## Tasks to carry out
(1) In the article on text scams, which Senate committee does Villanueva chair?
(2) Reproduce the part of the article on text scams that begins at the words "Re-electionist senator Villanueva" and stops after "in a statement.".

## Extracted text
────────
Friday, June 21, 2024

NPC, NTC asked to stop ‘budol SMS scams’ that offer shady jobs

Re-electionist senator Villanueva asked the National Privacy Commission (NPC) on Monday, Nov. 22, to look into the “epidemic of ‘text scams'”, particularly the kind in which cell phone numbers are barraged with job ads or offers.

An anti-SMS spam advisory of Globe Telecom

Villanueva, chair of the Senate labor committee, described the apparent “robo texts being blasted” to be the “forbidden fruit of a data breach or data sale somewhere.”

He said social media has been flooded with complaints of citizens who have been bombarded with job offers or sales work that promises huge commissions.

“This is the new budol in town,” Villanueva said in a statement.

He called on the NPC to coordinate with the National Telecommunications Commission “on how this illegal and irritating intrusion into one’s privacy can be stopped.”

He described these “robo texts” as a variant of fake news, “which many people can fall for.”

“In a nation where unemployment and digital disinformation are high, these kinds of messages can mislead many. Maraming kababayan po natin, lalo na ang mga naghahanap ng trabaho ang ma-si-swindle nito,” he said.
────────
## Data shown
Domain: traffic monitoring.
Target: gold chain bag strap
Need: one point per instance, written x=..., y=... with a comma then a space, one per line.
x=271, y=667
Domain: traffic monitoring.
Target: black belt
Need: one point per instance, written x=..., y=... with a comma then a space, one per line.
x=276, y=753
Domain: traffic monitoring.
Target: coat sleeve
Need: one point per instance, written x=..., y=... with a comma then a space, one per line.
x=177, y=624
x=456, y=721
────────
## Answers for the exercise
(1) He chairs the Senate labor committee.

(2)
Re-electionist senator Villanueva asked the National Privacy Commission (NPC) on Monday, Nov. 22, to look into the “epidemic of ‘text scams'”, particularly the kind in which cell phone numbers are barraged with job ads or offers.

An anti-SMS spam advisory of Globe Telecom

Villanueva, chair of the Senate labor committee, described the apparent “robo texts being blasted” to be the “forbidden fruit of a data breach or data sale somewhere.”

He said social media has been flooded with complaints of citizens who have been bombarded with job offers or sales work that promises huge commissions.

“This is the new budol in town,” Villanueva said in a statement.